• Complete o seguinte:
1. Responda com base no trecho da entrevista sobre educação na pandemia:
(a) Segundo Katia, as políticas de quais áreas devem ser organizadas de forma integrada?
(b) Além de dados de avaliação da aprendizagem, em que Katia diz que o planejamento de ações relativas à educação deve se basear agora?
(c) Qual estado é citado como exemplo de alto contágio e poucas UTIs?
2. Prolongue o trecho da entrevista sobre educação na pandemia a partir da última frase apresentada.

• Trecho do texto:
•••

Katia – Com foco no que importa: aprendizagem e apoio às escolas e aos professores. Não há milagre. É preciso uma visão sistêmica articulada entre as diferentes esferas de atuação e responsabilidade política. É um projeto que precisa ser articulado na micropolítica e que deve envolver Ministério da Educação (MEC), governos estaduais e municipais, as equipes gestoras das secretarias, das escolas e os professores. Além disso, é muito importante organizar políticas integradas das áreas da saúde e da educação. Assim, ainda que seja o planejamento de uma escola, é preciso considerar as questões pedagógicas, alinhadas a um plano maior, que envolve de acolhimento socioemocional das pessoas, segurança sanitária, atendimento à comunidade educativa, replanejamento do que será ensinado, como, para quem e onde será ensinado.

EC – Tipo?
Katia – Um ponto muito relevante é que a educação deve ser feita com base em evidências e, agora, além de dados de avaliação da aprendizagem, é preciso basear o planejamento de ações relativas à educação nas pesquisas que tratam de informações da covid-19 para os estudantes, seja no que diz respeito a contágio, vacinas ou aprendizagem e desenvolvimento.

EC – Estamos em um período marcado por uma forte discussão na sociedade. O retorno às aulas presenciais, que virou uma certa queda-de-braço entre profissionais de educação e pais preocupados em não se infectar e uma parcela das escolas, pais e governos querendo o retorno, mesmo em situação de alto contágio e poucas UTIs, como ocorre no Rio Grande do Sul e em outros estados. Como você vê isso?
Katia – Olha, eu sou favorável às aulas presenciais. Todas as pesquisas no mundo mostram que o contágio é bem menor na escola que em outros lugares. Se os profissionais da saúde não quisessem se arriscar, o que seria de nós? Por que um caixa de supermercado pode se arriscar trabalhando e os profissionais de educação que são tão ou mais essenciais que os da saúde não? Claro que aumentou o contágio e se passamos a sair, pode aumentar mais. Ocorre que estamos todos à mercê de que a educação não é prioridade, de fato, neste país, no meio de uma guerra de desinformação e que cria muita insegurança na sociedade, em especial, nas famílias. O Brasil tem a triste marca de ser atualmente um dos países que há mais tempo não tem aulas na escola, nem no modelo semipresencial, ou híbrido, como temos chamado. Não é possível mais conviver com isso. A vacina é importante, estou feliz que finalmente ela esteja chegando aos educadores em pelo menos alguns estados, mas não vai dar para vacinar todo mundo e só depois voltar para a escola. Hoje, há inúmeros protocolos de segurança sanitária que permitem a volta. Alguns que me leem agora podem dizer: ‘Olha, mas e as escolas sem isso, sem aquilo’. Bem, elas devem ter o apoio necessário, mas também ser a exceção e não a regra. Eu estou bem feliz de a educação ter sido colocada como atividade essencial. Ela sempre foi, mas, mais do que nunca, precisa socialmente se assumir assim. Escola não é dispensável.

•••

• Dados de origem:
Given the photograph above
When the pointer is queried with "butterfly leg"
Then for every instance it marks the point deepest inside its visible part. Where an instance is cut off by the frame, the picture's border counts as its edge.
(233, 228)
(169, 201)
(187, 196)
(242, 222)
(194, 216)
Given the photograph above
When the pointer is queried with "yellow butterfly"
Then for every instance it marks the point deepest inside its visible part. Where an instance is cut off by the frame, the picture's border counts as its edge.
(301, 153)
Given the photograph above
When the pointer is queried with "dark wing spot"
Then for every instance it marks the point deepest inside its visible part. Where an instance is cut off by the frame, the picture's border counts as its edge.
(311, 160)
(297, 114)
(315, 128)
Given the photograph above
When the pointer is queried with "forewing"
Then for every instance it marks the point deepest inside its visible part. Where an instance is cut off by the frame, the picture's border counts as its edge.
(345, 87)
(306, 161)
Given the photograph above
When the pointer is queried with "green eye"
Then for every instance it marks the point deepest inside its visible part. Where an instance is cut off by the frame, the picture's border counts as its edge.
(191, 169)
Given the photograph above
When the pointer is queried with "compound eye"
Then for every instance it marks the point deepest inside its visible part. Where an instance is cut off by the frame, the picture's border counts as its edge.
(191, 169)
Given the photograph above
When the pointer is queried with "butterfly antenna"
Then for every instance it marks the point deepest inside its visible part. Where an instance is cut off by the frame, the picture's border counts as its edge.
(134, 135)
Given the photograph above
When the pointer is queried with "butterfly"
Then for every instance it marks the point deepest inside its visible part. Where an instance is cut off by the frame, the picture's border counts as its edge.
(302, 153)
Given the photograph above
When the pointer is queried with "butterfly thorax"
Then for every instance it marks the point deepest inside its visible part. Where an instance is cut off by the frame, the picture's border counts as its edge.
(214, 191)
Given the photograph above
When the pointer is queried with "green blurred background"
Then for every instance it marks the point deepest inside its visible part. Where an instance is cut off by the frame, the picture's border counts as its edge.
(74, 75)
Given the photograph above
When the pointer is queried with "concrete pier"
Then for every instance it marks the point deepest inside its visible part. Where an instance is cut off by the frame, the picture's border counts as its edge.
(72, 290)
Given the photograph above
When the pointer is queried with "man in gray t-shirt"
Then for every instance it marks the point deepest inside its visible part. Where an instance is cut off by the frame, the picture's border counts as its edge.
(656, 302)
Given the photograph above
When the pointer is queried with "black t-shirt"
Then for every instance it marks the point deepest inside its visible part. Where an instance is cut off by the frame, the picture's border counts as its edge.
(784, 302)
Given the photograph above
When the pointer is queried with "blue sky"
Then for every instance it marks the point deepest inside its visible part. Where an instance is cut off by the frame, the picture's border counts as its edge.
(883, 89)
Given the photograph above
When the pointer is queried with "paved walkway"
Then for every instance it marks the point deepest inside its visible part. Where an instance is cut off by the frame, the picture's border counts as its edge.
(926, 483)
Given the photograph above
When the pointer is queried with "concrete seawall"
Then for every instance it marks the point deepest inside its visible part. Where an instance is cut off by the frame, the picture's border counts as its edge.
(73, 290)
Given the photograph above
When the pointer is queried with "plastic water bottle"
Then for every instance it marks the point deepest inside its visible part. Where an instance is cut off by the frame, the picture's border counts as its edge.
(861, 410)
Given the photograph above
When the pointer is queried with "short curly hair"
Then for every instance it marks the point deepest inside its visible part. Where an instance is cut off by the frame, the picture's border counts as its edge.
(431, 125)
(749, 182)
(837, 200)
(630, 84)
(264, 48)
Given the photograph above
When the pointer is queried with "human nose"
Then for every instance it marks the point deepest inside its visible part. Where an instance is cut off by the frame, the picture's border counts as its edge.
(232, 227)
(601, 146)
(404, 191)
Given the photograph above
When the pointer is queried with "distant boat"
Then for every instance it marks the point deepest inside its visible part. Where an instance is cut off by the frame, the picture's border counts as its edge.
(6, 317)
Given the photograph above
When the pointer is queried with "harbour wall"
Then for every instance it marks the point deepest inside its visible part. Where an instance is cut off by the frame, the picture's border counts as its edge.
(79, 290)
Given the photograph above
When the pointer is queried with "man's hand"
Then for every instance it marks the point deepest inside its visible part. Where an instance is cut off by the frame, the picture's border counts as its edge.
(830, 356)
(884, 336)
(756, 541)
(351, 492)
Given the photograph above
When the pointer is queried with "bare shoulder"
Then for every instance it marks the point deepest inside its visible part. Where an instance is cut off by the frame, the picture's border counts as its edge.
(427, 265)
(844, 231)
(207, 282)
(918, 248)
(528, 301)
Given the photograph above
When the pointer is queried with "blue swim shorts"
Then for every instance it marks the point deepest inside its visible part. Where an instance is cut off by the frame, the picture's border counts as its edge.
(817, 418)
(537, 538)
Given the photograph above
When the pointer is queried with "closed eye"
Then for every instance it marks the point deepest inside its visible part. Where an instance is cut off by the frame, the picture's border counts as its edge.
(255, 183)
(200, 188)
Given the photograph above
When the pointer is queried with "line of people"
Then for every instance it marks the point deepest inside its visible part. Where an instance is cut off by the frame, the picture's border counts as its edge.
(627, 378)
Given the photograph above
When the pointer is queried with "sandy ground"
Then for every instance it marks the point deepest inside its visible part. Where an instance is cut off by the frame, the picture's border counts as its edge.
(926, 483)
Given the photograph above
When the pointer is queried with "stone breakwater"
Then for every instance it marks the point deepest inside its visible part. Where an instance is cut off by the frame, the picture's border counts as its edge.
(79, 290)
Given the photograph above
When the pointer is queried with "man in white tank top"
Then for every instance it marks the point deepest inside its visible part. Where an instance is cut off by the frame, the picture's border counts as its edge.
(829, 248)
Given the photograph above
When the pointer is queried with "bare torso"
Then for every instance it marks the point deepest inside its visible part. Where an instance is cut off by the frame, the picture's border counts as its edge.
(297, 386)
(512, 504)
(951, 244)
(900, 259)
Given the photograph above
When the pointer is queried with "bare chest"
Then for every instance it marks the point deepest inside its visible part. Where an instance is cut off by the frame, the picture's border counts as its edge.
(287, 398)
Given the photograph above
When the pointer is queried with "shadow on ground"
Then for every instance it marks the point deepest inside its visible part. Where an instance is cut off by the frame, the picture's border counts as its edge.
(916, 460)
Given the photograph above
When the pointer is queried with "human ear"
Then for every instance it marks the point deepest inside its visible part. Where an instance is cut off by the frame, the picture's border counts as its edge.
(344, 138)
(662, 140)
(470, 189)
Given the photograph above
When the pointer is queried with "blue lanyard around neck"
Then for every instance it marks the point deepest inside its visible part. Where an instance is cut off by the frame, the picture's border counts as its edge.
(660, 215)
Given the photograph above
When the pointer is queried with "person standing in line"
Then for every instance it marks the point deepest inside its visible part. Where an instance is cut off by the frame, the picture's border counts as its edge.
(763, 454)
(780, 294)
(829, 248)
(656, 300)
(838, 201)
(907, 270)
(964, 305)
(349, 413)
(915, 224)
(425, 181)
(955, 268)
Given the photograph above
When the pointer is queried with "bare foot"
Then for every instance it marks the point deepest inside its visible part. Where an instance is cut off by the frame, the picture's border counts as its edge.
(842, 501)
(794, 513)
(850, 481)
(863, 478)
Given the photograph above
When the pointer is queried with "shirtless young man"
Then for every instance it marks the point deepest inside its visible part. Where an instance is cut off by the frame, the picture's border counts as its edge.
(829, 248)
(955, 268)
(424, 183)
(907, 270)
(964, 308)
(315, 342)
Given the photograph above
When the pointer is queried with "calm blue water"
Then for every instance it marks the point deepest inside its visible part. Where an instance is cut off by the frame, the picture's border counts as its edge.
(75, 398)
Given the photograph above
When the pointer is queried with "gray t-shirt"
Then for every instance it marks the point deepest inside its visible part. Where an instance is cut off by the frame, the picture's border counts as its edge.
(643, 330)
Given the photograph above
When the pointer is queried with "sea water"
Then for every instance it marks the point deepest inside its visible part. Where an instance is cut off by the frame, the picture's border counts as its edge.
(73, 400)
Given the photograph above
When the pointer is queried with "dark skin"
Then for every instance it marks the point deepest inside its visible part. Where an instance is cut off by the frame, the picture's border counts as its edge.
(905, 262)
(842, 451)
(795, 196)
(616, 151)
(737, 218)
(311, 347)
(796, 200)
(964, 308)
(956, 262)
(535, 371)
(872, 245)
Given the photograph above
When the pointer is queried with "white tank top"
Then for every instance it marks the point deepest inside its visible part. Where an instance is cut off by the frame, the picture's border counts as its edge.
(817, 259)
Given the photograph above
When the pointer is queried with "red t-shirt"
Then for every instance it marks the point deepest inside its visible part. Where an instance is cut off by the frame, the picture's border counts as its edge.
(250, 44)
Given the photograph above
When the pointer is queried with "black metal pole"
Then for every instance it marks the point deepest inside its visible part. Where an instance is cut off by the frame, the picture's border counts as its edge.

•••

• Respostas por item:
1.
(a) Das áreas da saúde e da educação.
(b) Nas pesquisas que tratam de informações da covid-19 para os estudantes, quanto a contágio, vacinas ou aprendizagem e desenvolvimento.
(c) O Rio Grande do Sul.

2.
Foto: Acervo pessoal/Katia Smole/Divulgação

Foto: Acervo pessoal/Katia Smole/Divulgação

“A única agenda que importa é a da aprendizagem. O ministério, atualmente, tem uma agenda ideológica, está brigando por coisas sem nenhuma importância, como a educação domiciliar, por exemplo. Sem foco, sem continuidade de políticas importantes, sem equipe educacional focada em resolver problemas, mais do que criá-los, nada anda”

EC – Como você entende que seria a forma de retorno mais adequada, se considerarmos que morreu mais gente nos primeiros meses de 2021 do que em todo o ano passado, quando as escolas estavam fechadas?
Katia – Não tenho uma resposta para isso. Não há bala de prata. Como eu disse antes, deve ser uma combinação de empenho, planejamento, vontade política e ciência. Uma coisa é certa: a explosão de contágio se deu por falta de vacina, falta de política nacional coordenada de apoio à prevenção de contágio e, sim, também por irresponsabilidade das pessoas que se aglomeraram em muitos lugares. Aliás, boa parte do contágio na reabertura das escolas pode ter vindo de fora para dentro da escola, desse período de descaso com protocolos de uso de máscara, distanciamento social. Abriram bares e restaurantes e todo mundo correu para lá. E a escola é que deve ser responsabilizada? Não!

EC – Poderia nos citar algum exemplo internacional desse retorno?
Katia – Na Inglaterra. No início do ano, o contágio também foi enorme, a escola fechou por três semanas, mas houve o compromisso público assumido pelo primeiro-ministro Boris Johnson de que ela abriria antes do comércio e dos bares. E isso, de fato, aconteceu, antes da vacina, e sem picos de contaminação.

EC – Em geral, qual é o resultado?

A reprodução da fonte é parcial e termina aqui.